= Trecho do texto =
******************************

O Flamengo vive, com um treinador português, uma guerra entre escolas de futebol opostas

 

Vítor Pereira elogia Flamengo e explica barração de Gabigol: "Conversa foi tranquila" | flamengo | ge
Vítor Pereira contra o Fluminense, na final do campeonato carioca.

 

No fim de 2022, após a conquista de dois títulos relevantes, a diretoria rubro-negra resolveu fazer uma curva brusca no comando técnico e, para a surpresa de todos e para a surpresa de ninguém, trocou o brasileiro Dorival Jr. pelo português Vítor Pereira.

Há um ano, após a perda traumática da Libertadores para o Palmeiras de Abel Ferreira, Marcos Braz e companhia fizeram o mesmo movimento: retirar um treinador de uma escola de jogo aposicional e colocar em seu lugar um amante do jogo físico, direto e posicional. Em ambos os casos, os homens da terrinha chegaram com a premissa de profissionalizar o departamento de futebol, na posição de suprassumos da tática e estratégia.

O fim de Paulo Sousa já é conhecido. O fim de Vítor Pereira, ao que tudo indica, será o mesmo, na mesma época do ano, pelos mesmos motivos. 

A falta de critério na contratação de treinadores não é uma exclusividade da diretoria do Flamengo, mas, com certeza, é uma marca dela. Em mais de uma ocasião, já foi provado que os jogadores do plantel atual não são os ideais para o tão famoso e conclamado jogo posicional. É o mesmo que colocar um urso na savana, ou um camelo na Antártica.

Entendamos, então, por que o Flamengo atual não rende, mesmo nas poucas e suadas vitórias.

Épocas áureas do elenco atual

Antes de analisar as fases ruins, lembremos das melhores épocas do time de Gabi, Arrascaeta, Éverton Ribeiro e etc. A equipe de Jorge Jesus jogava no esquema 4-4-2 com dinâmicas que se formavam a partir de onde estava a bola. Arão se colocava entre os dois zagueiros para fazer a saída, os dois laterais ficavam abertos, e os dois meio campistas (Everton e Arrascaeta), de costas, davam opção nas “entrelinhas”. 

Assim, eram formados dois triângulos em lados opostos do campo e os jogadores se organizavam e se agrupavam conforme a movimentação da bola. Na construção pela direita, Gabi saía da área e Bruno Henrique era a opção de centroavante. Na construção pela esquerda, o inverso ocorria. 

 

Flamengo assimétrico e eficiente de Jorge Jesus.

******************************

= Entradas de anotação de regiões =
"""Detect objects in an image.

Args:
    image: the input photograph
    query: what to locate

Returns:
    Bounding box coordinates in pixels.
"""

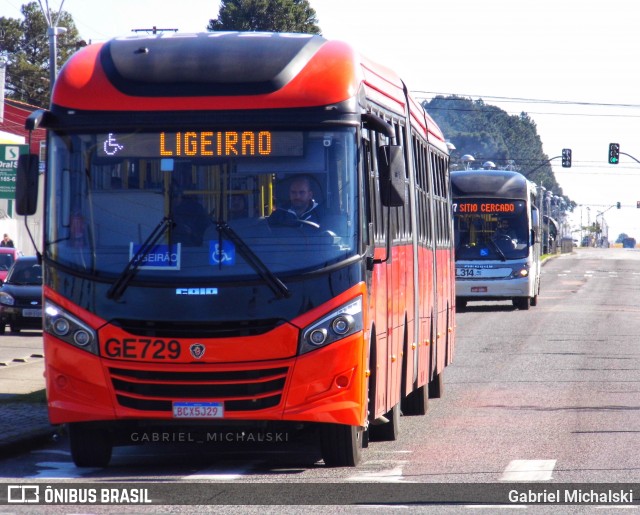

******************************

= Enunciado =
No texto sobre o Flamengo, por qual treinador a diretoria substituiu Dorival Jr. no fim de 2022? As entradas vêm de uma fonte diferente.

= Resolução do exercício =
Pelo português Vítor Pereira.